### TASK BRIEF:
Your task is to print all of the data word for word.

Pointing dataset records
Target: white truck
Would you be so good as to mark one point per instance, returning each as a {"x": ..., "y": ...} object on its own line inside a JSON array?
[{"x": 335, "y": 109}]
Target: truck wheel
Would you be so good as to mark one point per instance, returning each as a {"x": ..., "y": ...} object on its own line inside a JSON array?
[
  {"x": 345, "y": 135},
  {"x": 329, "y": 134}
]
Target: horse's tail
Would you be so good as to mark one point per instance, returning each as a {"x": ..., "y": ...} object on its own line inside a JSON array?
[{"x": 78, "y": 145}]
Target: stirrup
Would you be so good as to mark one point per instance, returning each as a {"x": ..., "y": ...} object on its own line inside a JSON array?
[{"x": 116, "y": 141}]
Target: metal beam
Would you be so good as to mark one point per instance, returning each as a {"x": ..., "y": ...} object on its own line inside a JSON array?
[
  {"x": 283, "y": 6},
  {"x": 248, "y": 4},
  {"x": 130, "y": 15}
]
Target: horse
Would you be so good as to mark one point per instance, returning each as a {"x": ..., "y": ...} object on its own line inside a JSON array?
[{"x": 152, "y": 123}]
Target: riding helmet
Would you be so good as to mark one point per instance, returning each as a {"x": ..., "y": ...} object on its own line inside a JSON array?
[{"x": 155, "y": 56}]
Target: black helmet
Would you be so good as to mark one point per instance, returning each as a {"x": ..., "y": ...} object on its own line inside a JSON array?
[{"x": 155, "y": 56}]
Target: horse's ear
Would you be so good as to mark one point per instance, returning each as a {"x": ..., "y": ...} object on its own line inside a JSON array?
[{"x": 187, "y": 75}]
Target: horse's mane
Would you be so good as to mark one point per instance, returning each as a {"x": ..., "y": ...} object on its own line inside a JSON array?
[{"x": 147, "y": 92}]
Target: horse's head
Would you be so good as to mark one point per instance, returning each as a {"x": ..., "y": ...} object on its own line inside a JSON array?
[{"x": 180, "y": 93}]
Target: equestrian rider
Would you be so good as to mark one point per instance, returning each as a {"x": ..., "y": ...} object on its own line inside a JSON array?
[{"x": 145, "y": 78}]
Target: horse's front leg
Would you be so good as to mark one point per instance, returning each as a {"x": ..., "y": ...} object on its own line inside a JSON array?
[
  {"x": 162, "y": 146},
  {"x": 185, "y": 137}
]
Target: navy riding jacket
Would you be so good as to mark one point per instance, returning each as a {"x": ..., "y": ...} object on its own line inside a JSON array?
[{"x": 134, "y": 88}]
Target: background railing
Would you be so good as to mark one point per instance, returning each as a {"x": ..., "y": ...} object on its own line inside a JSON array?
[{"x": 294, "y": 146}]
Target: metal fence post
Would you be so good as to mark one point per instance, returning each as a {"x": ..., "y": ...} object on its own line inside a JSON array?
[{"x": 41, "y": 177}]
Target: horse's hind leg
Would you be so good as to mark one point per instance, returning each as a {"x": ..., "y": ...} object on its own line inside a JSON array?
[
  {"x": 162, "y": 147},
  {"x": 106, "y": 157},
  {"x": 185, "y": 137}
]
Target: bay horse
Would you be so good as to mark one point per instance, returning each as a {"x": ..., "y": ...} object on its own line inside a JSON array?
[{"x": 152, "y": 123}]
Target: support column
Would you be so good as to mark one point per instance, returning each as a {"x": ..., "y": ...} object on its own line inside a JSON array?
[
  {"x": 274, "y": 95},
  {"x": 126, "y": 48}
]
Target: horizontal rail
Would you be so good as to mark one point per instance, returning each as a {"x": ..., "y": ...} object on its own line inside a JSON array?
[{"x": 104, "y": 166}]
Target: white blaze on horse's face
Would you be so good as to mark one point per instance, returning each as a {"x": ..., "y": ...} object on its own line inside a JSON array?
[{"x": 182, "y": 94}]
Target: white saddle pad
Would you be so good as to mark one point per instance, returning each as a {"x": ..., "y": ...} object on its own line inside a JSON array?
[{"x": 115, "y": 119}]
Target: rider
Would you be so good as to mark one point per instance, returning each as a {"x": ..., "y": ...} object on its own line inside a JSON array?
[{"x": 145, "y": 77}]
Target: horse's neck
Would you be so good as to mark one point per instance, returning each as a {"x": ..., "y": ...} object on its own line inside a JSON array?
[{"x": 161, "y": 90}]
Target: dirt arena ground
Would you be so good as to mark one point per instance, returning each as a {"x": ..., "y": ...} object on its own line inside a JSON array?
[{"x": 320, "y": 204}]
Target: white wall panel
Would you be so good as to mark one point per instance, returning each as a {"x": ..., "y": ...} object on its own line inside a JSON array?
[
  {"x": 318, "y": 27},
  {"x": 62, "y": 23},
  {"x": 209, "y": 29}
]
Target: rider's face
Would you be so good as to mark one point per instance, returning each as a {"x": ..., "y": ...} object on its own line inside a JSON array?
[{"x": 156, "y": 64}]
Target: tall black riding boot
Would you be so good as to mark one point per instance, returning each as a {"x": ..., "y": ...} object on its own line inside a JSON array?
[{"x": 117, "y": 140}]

### REPLY:
Target: white truck
Would you be so good as to mark one point per instance, returning each as a {"x": ..., "y": ...} object on its own line inside a JSON array?
[{"x": 335, "y": 109}]
Target: truck wheel
Would you be so good as to mark one point per instance, returning each as a {"x": ..., "y": ...} object on its own line inside a JSON array?
[
  {"x": 345, "y": 135},
  {"x": 329, "y": 134}
]
Target: horse's tail
Would you be so good as to mark one point per instance, returning each as a {"x": ..., "y": ...} object on its own line inside a JSON array?
[{"x": 78, "y": 145}]
Target: stirrup
Would you be so good as to mark one point per instance, returning each as a {"x": ..., "y": ...} object on its own line inside a JSON array?
[{"x": 116, "y": 141}]
Target: metal beam
Would you be so good as to mark one point per instance, returning each as a {"x": ..., "y": ...} object on its own line inside a JSON array?
[
  {"x": 283, "y": 6},
  {"x": 248, "y": 4},
  {"x": 130, "y": 15}
]
Target: horse
Would you be so good as to mark one point per instance, returning each as a {"x": ..., "y": ...} object on its own line inside a JSON array?
[{"x": 152, "y": 123}]
Target: riding helmet
Would you be so good as to mark one point per instance, returning each as a {"x": ..., "y": ...} object on its own line inside a JSON array?
[{"x": 155, "y": 56}]
Target: black helmet
Would you be so good as to mark one point per instance, returning each as a {"x": ..., "y": ...} object on its own line inside a JSON array?
[{"x": 155, "y": 56}]
Target: horse's ear
Would you be so good as to mark one point per instance, returning each as a {"x": ..., "y": ...} object on its own line inside a JSON array?
[{"x": 187, "y": 75}]
Target: horse's mane
Would you be so good as to mark one point per instance, returning each as a {"x": ..., "y": ...} object on its own line inside a JSON array?
[{"x": 147, "y": 92}]
Target: horse's head
Would you be so good as to mark one point per instance, returning each as a {"x": ..., "y": ...} object on its own line inside a JSON array?
[{"x": 180, "y": 93}]
Target: equestrian rider
Would you be so good as to mark one point per instance, returning each as a {"x": ..., "y": ...} object on its own line inside a JSON array?
[{"x": 145, "y": 78}]
Target: horse's front leg
Would you be so good as to mark one point per instance, returning each as a {"x": ..., "y": ...} object on its own line inside a JSON array?
[
  {"x": 162, "y": 146},
  {"x": 185, "y": 137}
]
Target: navy riding jacket
Would you be so good as to mark one point per instance, returning each as a {"x": ..., "y": ...} object on its own line inside a JSON array?
[{"x": 134, "y": 88}]
Target: background railing
Would you be so good as to mark one point per instance, returning each as a {"x": ..., "y": ...} object on its own line inside a JSON array?
[{"x": 294, "y": 146}]
Target: metal fence post
Would you be so good as to mark one point per instance, returning each as a {"x": ..., "y": ...} object on its own line inside a JSON array?
[{"x": 41, "y": 177}]
Target: horse's hind leg
Would you be so good as to mark one point per instance, returning each as a {"x": ..., "y": ...} object on its own line inside a JSON array?
[
  {"x": 162, "y": 147},
  {"x": 106, "y": 157},
  {"x": 185, "y": 137}
]
Target: bay horse
Would you be so good as to mark one point per instance, returning each as a {"x": ..., "y": ...} object on its own line inside a JSON array?
[{"x": 152, "y": 123}]
Target: support column
Would you be so good as to mark one point per instance, returning each as a {"x": ..., "y": ...} object on its own line inside a JSON array?
[
  {"x": 274, "y": 95},
  {"x": 126, "y": 48}
]
Target: horizontal rail
Would you be so good as to mark one point per instance, returning each as a {"x": ..., "y": ...} object on its own line inside a JSON array?
[{"x": 104, "y": 166}]
Target: white blaze on horse's face
Would you be so good as to mark one point per instance, returning each as a {"x": ..., "y": ...} object on its own line inside a JSON array?
[{"x": 182, "y": 94}]
Target: white saddle pad
Would you be so good as to mark one point per instance, returning each as a {"x": ..., "y": ...} object on its own line inside a JSON array?
[{"x": 115, "y": 119}]
Target: rider
Would you be so good as to mark one point per instance, returning each as a {"x": ..., "y": ...} object on its own line inside a JSON array?
[{"x": 145, "y": 77}]
Target: horse's neck
Would you be so good as to mark one point per instance, returning each as a {"x": ..., "y": ...} object on its own line inside a JSON array?
[{"x": 161, "y": 90}]
Target: dirt arena ground
Would you be so good as to mark one point per instance, returning each as a {"x": ..., "y": ...} object on its own line inside a JSON array?
[{"x": 320, "y": 204}]
Target: white wall panel
Would you be so good as to mark one point per instance, returning each as a {"x": ..., "y": ...} object on its own line inside a JSON array?
[
  {"x": 318, "y": 27},
  {"x": 62, "y": 23},
  {"x": 209, "y": 29}
]
Target: rider's face
Would you be so good as to mark one point per instance, returning each as a {"x": ..., "y": ...} object on its own line inside a JSON array?
[{"x": 156, "y": 64}]
Target: tall black riding boot
Would you be so good as to mark one point per instance, returning each as a {"x": ..., "y": ...} object on its own line inside a JSON array?
[{"x": 117, "y": 140}]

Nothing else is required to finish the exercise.